Dataset excerpts:
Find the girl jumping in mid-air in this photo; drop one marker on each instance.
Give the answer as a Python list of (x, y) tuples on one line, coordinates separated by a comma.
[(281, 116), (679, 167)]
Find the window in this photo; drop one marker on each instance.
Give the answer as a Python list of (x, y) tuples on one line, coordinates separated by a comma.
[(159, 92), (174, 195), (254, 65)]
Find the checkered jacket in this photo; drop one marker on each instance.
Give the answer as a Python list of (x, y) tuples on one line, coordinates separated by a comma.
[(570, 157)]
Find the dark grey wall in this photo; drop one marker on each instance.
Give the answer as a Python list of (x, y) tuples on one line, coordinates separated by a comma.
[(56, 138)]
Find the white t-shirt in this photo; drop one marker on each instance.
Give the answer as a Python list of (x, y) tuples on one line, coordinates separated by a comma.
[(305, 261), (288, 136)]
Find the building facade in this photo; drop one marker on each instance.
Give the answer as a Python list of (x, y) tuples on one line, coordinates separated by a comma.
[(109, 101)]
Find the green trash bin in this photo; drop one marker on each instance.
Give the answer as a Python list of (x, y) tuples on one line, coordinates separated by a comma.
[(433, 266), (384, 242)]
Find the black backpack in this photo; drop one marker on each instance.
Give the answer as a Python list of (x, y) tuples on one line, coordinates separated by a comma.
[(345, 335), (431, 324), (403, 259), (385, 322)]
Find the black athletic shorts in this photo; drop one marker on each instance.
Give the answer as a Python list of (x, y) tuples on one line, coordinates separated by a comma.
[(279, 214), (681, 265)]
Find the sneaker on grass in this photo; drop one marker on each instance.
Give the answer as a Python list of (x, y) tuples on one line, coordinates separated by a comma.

Requirements: Please reproduce the lines above word for word.

Completed task:
Find the girl jumping in mid-air in this photo; drop one marker on each instance.
Give the answer as a Python list of (x, y) tuples on one line, coordinates separated by a comma.
[(281, 116), (679, 167)]
Find the window in this photo; drop one marker on each instance.
Give the answer as a Python list of (x, y) tuples on one line, coordinates separated by a comma.
[(159, 92), (174, 195), (254, 65)]
Find the checkered jacket in this photo; drop one marker on each instance.
Give the answer as a Python list of (x, y) tuples on one line, coordinates separated by a comma.
[(570, 157)]
Find the dark grey wall in this photo; drop one marker on each instance.
Give the answer as a Python list of (x, y) tuples on one line, coordinates separated by a comma.
[(56, 138)]
Find the white t-shirt in this photo; drop one marker on each instance.
Give the answer as a Python list of (x, y) tuples on one line, coordinates separated by a comma.
[(305, 261), (288, 136)]
Find the building facade in this photo; drop one marker on each instance.
Give the answer as a Python list of (x, y) tuples on one line, coordinates separated by a comma.
[(109, 101)]
Find the green trash bin in this photo; drop one marker on each instance.
Give the answer as a Python list of (x, y) tuples on one line, coordinates separated by a comma.
[(433, 266), (384, 242)]
Find the black backpack in this photo; drop one marker on each instance.
Give the answer as a Python list of (x, y) tuples on one line, coordinates separated by a comma.
[(345, 335), (431, 324), (403, 259), (385, 322)]
Find the black athletic shorts in this photo; drop one marker on each instance.
Give the answer as a Python list of (x, y) tuples on one line, coordinates separated by a comma.
[(279, 214), (681, 265)]
Find the sneaker on grass in this photo; drop one marker on each instance.
Give the answer as a Python list of (x, y) tuples on one line, coordinates separated by a comma.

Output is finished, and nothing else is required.